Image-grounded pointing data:
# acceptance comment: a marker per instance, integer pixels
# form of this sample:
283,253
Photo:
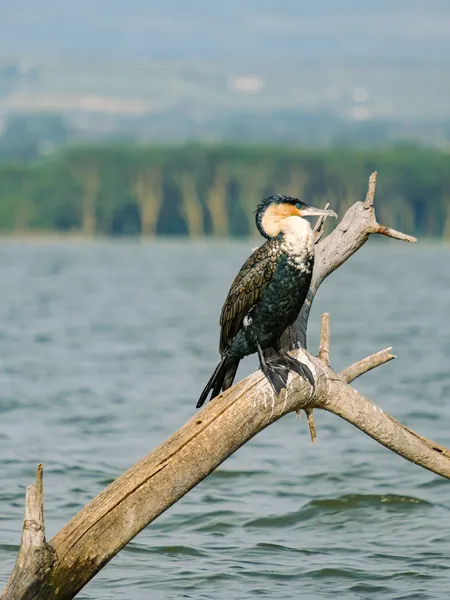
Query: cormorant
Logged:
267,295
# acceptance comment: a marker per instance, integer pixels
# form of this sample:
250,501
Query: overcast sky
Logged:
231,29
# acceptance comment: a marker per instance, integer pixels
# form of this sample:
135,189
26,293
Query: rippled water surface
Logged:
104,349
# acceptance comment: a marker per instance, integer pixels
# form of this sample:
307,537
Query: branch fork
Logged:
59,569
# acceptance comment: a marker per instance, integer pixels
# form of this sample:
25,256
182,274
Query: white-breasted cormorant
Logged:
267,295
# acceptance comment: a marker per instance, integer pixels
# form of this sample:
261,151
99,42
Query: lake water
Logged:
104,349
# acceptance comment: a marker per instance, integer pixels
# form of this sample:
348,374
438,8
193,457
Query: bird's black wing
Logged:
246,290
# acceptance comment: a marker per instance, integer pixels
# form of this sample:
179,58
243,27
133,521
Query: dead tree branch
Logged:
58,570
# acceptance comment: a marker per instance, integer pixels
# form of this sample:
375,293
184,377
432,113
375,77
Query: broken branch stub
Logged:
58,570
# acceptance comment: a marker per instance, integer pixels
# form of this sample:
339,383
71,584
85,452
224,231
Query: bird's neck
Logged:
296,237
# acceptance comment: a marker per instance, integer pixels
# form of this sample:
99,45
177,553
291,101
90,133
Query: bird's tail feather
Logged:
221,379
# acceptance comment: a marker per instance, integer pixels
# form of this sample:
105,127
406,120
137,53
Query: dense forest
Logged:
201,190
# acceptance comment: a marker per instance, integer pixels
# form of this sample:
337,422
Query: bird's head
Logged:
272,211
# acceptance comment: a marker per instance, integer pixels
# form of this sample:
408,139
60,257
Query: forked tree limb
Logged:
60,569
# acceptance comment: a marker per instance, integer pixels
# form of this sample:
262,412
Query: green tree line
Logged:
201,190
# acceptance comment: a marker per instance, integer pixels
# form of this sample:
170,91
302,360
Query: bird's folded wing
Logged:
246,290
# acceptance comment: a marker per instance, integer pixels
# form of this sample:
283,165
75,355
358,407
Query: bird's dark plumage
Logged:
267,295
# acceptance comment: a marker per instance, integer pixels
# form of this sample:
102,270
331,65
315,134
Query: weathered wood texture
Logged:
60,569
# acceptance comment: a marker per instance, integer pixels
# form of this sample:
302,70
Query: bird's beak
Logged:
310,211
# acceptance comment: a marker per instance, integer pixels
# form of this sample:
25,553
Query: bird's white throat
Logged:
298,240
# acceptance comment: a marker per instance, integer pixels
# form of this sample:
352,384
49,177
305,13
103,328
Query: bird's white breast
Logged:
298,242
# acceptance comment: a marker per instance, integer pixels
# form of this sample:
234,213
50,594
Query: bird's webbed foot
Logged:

* _Exercise description_
Pictures aside, every entry above must be repeated exactly.

* _Response area_
# acceptance comment: a marker per instance, integer pixels
# form of this sample:
283,253
Photo:
Query: cormorant
Logged:
267,295
# acceptance comment: a marker per instance, integer pixels
# form of this sample:
250,501
Query: overcast sky
Logged:
231,29
# acceptance comment: a marker per instance, integer pixels
# form of this sample:
135,189
26,293
Query: rippled water surface
Logged:
104,349
# acceptance comment: a marker per instance, integer pixels
# form of this sample:
307,537
Query: branch fork
Logged:
59,569
# acceptance comment: a marker per instance, integer pixels
# form of this sample:
25,256
182,274
Query: white-breasted cormorant
Logged:
267,295
# acceptance comment: a marker per instance, integer pixels
# form of this sample:
261,151
99,42
Query: lake water
Logged:
104,349
# acceptance comment: a marker per instance, integer pixels
# form of this sample:
348,374
438,8
193,457
Query: bird's black wing
Logged:
246,290
# acceptance comment: a marker per instance, integer pixels
# form of this sample:
179,58
243,27
133,521
Query: dead tree branch
Logged:
58,570
# acceptance comment: a marker per instance, integer pixels
# form of this sample:
375,293
184,377
432,113
375,77
Query: broken branch stub
Logged:
58,570
# acceptance comment: a marker per instance, integer pixels
# form of this sample:
339,383
71,584
85,452
224,231
Query: bird's neck
Logged:
296,237
# acceptance comment: a marker per instance, integer pixels
# form of this sample:
99,45
177,553
291,101
90,133
Query: bird's tail feather
Logged:
221,379
# acceptance comment: a marker per instance, integer pixels
# form of this sample:
105,127
406,120
137,53
Query: dense forest
Logged:
201,190
# acceptance comment: a marker per instance, integer pixels
# form of this sample:
337,422
Query: bird's head
Logged:
272,211
# acceptance comment: a marker per instance, integer pixels
# form of this sample:
408,139
60,257
Query: forked tree limb
Logged:
60,569
# acceptance comment: a marker per instance, integer pixels
# form of this sample:
262,412
Query: green tree line
Logged:
201,190
# acceptance comment: a marker per instance, integer pixels
# form of this sample:
170,91
302,360
Query: bird's folded wing
Logged:
246,290
# acceptance comment: a marker per instance, integer pixels
# form of this sample:
283,165
75,355
358,407
Query: bird's dark plumage
Logged:
267,295
# acceptance comment: a marker per instance, integer pixels
# form of this sample:
102,270
331,65
315,134
Query: weathered wood texture
Logged:
60,569
# acceptance comment: a marker per instance, integer pixels
# form of this sample:
302,70
Query: bird's beak
Logged:
310,211
# acceptance comment: a marker per instance, integer pixels
# form of this sample:
25,553
Query: bird's white throat
Logged:
298,240
# acceptance comment: a marker per instance, integer pixels
# form of this sample:
352,384
49,177
305,13
103,328
Query: bird's white breast
Logged:
298,242
# acceptance comment: a marker per instance, integer pixels
# form of this sample:
234,213
50,594
Query: bird's webbed foot
Logged:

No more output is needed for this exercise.